Exercise objective
Collect each line of the items below that contains the word "copper", and copy those lines out in full.

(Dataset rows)
□ □ □ □

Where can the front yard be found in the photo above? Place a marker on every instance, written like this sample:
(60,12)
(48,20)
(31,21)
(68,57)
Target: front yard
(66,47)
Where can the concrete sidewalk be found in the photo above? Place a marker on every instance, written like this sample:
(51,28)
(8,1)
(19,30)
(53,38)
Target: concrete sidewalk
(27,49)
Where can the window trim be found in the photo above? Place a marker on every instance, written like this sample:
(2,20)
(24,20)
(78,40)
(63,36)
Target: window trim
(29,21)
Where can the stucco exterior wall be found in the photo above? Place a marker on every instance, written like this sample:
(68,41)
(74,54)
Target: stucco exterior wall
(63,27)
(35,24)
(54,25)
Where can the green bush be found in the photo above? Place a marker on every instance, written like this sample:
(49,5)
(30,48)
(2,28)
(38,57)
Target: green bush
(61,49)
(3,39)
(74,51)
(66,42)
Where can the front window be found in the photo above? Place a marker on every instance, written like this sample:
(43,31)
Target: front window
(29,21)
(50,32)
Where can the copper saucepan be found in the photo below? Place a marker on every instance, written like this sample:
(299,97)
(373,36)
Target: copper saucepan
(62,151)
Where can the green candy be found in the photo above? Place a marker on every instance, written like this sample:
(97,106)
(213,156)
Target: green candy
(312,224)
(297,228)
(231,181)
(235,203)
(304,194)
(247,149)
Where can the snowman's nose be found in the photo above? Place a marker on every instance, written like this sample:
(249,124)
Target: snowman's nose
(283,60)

□ □ □ □

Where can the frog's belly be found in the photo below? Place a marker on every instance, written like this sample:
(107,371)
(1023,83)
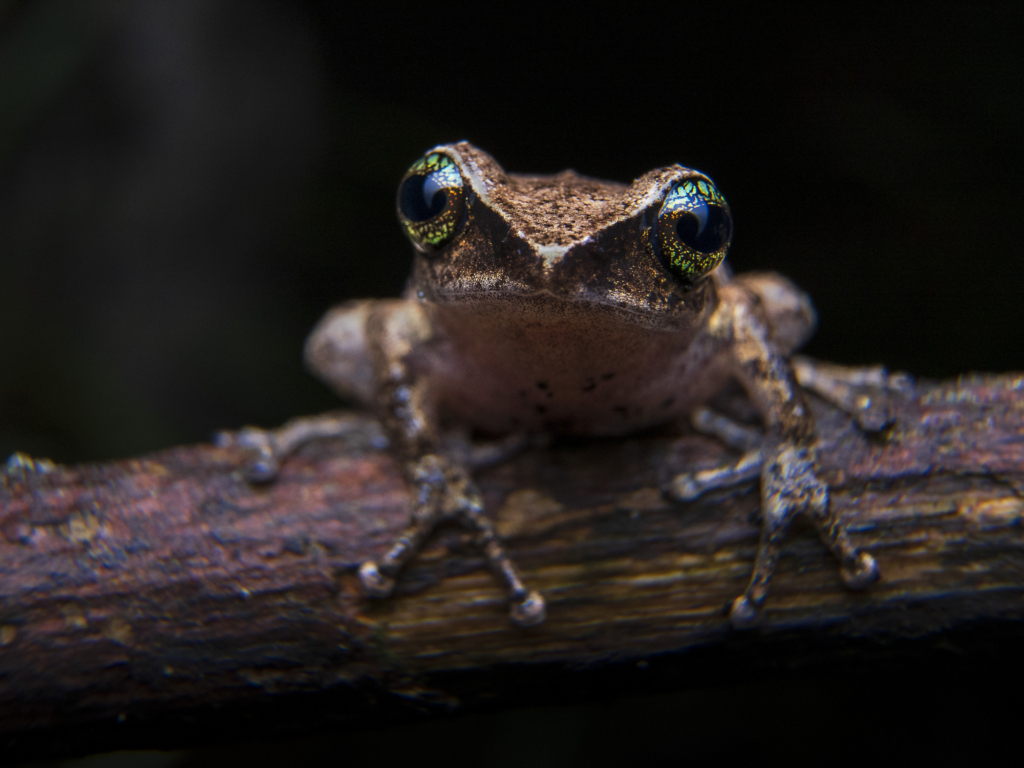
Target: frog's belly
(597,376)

□ □ □ □

The response
Where can the copper saucepan be found in the photo below? Place a marker on every instance, written like this sample:
Target: copper saucepan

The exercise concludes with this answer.